Items listed in a dataset

-- Begin --

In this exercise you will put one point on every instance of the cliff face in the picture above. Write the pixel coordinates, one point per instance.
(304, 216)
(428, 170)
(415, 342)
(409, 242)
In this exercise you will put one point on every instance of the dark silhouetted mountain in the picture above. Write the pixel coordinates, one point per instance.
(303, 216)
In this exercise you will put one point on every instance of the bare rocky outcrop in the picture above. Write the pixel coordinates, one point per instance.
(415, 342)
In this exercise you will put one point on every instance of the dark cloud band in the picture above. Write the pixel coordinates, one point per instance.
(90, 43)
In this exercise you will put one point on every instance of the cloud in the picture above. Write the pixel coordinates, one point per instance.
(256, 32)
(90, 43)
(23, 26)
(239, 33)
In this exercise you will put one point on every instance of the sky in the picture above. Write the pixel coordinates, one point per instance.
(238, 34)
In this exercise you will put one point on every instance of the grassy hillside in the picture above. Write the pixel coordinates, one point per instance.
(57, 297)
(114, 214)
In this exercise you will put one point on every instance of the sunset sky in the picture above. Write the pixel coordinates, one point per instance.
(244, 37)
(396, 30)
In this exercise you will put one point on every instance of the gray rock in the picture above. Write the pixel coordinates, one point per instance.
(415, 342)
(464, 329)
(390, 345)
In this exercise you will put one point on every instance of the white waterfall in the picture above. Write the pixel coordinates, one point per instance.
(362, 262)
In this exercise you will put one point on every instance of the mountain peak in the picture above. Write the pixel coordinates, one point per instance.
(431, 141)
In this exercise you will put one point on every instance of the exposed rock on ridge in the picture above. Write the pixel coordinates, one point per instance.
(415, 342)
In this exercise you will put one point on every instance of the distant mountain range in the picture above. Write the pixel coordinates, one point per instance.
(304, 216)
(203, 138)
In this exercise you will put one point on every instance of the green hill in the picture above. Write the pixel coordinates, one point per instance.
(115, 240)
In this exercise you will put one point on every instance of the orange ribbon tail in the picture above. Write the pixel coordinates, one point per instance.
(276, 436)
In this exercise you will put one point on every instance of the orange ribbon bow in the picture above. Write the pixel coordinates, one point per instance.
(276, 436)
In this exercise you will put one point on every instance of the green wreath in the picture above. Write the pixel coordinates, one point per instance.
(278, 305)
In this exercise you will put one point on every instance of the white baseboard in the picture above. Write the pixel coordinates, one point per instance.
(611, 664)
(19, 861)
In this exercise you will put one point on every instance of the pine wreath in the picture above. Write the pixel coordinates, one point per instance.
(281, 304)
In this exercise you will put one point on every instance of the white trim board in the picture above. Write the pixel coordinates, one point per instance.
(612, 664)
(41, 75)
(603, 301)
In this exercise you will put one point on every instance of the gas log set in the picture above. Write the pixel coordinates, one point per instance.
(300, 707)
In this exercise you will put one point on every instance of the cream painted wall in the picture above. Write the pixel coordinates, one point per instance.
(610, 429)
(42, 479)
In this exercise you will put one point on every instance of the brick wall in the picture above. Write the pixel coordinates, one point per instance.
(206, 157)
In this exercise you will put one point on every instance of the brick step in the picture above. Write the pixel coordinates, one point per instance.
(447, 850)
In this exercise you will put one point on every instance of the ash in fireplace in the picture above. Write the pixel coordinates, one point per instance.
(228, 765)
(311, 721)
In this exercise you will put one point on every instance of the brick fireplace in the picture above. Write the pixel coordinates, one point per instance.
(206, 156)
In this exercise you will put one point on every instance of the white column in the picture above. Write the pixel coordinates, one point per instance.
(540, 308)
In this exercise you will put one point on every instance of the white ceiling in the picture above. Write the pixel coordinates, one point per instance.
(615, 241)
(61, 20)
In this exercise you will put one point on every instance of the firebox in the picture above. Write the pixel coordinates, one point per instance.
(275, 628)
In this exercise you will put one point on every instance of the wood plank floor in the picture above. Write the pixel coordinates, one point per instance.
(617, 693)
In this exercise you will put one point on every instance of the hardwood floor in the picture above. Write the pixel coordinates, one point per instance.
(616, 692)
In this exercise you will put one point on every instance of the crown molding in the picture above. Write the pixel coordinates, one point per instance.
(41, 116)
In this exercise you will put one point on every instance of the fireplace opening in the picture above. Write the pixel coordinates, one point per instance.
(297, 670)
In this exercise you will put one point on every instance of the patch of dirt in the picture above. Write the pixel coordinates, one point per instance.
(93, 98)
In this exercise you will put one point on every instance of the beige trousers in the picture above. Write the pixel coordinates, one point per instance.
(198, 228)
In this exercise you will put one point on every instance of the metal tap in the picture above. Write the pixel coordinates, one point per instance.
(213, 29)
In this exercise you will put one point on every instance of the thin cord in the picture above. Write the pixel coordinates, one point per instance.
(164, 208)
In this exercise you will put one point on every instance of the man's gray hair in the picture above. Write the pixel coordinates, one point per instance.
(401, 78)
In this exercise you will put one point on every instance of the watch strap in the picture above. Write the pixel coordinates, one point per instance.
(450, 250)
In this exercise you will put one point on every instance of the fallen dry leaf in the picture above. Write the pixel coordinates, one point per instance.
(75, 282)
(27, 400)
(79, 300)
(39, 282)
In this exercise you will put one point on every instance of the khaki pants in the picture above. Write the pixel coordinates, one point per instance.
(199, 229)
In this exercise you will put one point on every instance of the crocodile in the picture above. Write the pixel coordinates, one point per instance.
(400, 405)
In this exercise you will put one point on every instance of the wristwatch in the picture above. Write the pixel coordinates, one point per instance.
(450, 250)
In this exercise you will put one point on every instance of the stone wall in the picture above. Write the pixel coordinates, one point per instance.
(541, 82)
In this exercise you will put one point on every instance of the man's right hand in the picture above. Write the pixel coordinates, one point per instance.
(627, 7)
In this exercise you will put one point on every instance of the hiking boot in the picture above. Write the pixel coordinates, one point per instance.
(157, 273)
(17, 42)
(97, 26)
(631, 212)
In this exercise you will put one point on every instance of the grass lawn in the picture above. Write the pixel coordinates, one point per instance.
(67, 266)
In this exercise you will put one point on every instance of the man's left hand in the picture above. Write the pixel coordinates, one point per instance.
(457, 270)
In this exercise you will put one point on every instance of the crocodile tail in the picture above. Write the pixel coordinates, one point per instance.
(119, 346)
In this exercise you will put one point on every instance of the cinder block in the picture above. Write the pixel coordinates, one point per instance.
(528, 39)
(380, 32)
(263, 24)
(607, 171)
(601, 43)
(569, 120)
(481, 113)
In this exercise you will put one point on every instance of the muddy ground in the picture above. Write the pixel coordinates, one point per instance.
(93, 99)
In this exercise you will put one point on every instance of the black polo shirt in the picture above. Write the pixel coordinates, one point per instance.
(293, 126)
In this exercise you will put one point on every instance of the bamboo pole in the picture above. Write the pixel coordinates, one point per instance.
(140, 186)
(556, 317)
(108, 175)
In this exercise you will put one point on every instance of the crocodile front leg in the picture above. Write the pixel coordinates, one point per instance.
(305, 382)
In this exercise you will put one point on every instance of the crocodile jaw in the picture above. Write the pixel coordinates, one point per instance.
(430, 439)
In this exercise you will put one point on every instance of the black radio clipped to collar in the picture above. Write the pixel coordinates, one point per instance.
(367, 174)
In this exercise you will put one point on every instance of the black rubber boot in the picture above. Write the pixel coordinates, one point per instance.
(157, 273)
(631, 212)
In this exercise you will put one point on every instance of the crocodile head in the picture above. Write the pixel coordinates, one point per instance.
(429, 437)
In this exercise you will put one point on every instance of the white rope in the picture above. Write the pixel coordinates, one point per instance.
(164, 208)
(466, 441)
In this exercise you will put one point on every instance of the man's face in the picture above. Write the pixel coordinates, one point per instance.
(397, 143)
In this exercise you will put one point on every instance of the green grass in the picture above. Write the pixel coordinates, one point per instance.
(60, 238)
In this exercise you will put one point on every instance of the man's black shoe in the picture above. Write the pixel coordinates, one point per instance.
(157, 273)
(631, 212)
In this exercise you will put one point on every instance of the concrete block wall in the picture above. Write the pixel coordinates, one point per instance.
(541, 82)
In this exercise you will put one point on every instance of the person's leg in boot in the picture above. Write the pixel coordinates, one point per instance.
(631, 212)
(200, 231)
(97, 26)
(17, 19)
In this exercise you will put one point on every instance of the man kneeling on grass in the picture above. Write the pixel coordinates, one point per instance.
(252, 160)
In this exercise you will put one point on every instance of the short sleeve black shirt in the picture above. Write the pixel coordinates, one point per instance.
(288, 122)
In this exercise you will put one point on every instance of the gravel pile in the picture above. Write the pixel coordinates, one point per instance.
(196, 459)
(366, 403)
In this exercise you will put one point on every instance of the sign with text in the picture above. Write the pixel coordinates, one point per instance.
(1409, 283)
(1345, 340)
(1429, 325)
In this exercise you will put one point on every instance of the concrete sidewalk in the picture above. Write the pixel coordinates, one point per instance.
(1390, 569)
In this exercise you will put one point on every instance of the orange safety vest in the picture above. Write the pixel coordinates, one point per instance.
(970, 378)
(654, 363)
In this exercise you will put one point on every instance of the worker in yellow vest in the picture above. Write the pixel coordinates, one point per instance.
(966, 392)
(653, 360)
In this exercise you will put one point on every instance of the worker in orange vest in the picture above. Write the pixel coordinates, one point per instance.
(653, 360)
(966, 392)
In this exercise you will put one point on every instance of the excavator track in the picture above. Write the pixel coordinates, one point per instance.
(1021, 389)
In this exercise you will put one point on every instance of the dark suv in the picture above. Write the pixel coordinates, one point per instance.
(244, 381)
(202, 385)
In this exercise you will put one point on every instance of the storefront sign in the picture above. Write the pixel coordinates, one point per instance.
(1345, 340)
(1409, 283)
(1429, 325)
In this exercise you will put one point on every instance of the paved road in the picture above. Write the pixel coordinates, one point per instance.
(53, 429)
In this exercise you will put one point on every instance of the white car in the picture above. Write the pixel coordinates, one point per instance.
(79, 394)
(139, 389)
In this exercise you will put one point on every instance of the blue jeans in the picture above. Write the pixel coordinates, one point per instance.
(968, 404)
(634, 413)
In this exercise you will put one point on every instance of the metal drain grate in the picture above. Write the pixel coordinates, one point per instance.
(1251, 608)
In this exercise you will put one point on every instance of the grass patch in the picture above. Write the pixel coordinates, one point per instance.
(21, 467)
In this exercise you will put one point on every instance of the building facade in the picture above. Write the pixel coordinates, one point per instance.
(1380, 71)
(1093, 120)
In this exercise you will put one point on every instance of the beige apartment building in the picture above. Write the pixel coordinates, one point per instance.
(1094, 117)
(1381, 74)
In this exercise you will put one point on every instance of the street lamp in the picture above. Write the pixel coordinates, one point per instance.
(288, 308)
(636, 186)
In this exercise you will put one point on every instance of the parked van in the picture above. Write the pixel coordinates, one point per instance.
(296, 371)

-- End --

Output only the lines from the one holding "the white car" through the last line above, exactly as they appear.

In this exercise you will put one point on every instance of the white car in the picture above. Write the pixel coordinates, one point per instance.
(79, 394)
(139, 389)
In this exercise you will put one point on every instance of the blue jeans in the picture above. Write the pixel coordinates, one point per instance.
(968, 404)
(634, 413)
In this exercise you will put one point on every instance of the metal drain grate in the picture above. Write the pixel coordinates, one point per instance.
(1251, 608)
In this exercise you will put one point on every instance of the grass patch in the picture above. Write the pixel coordinates, one point per instance.
(21, 467)
In this exercise you will put one point on every instance of the building facade in the picture above. Write the pixel coordinates, one point per instance.
(1380, 71)
(1093, 120)
In this exercise you will put one point on every instance of the beige apartment building in the picture above. Write the pixel coordinates, one point per instance.
(1094, 117)
(1381, 74)
In this exercise you will put one point on every instance of the street lamp in the picture above. Write the pixel coordinates, one point per instance.
(288, 308)
(636, 186)
In this exercise you will put one point on every instance of the parked van in the picture above. Write the pixel coordinates, one point per instance.
(296, 371)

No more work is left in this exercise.